Report all lines in the records that hold the string "white".

§ **PROVIDED DATA**:
=== Section Start ===

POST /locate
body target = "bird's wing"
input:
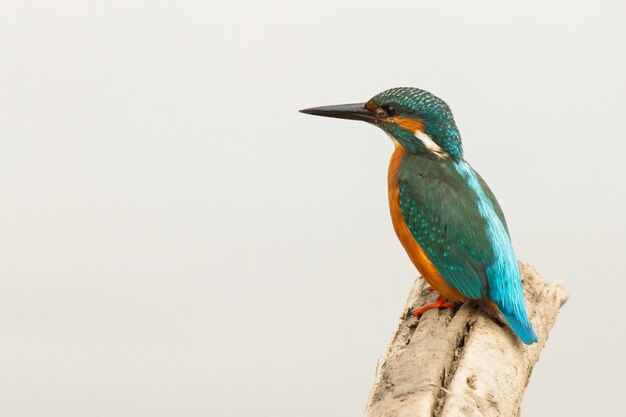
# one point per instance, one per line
(445, 221)
(457, 221)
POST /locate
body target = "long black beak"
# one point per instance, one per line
(356, 111)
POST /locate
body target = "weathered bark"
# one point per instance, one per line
(461, 362)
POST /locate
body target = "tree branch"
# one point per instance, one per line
(461, 362)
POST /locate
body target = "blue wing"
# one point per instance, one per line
(456, 219)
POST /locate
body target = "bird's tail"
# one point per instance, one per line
(519, 323)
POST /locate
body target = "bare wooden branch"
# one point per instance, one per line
(461, 363)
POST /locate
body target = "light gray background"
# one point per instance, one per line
(177, 240)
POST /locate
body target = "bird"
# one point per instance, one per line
(444, 214)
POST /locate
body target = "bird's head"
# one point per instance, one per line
(417, 120)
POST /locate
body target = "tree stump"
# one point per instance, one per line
(461, 362)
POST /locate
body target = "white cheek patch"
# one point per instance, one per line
(430, 144)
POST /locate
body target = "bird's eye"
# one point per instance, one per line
(386, 111)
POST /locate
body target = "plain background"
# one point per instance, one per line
(177, 239)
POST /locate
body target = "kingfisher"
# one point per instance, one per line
(444, 214)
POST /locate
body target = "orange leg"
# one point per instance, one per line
(440, 303)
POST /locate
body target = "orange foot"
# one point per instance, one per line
(440, 303)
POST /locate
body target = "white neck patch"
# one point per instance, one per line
(430, 144)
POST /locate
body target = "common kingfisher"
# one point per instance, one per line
(446, 217)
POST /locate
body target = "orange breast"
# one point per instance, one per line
(413, 249)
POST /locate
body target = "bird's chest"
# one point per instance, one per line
(416, 253)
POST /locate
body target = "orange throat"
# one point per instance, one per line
(412, 248)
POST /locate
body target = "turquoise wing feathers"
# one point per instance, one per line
(455, 218)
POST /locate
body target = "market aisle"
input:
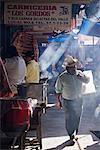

=== Section End ===

§ **RESULT FOR THIS TASK**:
body target = "white cheek patch"
body target = "white neck patch"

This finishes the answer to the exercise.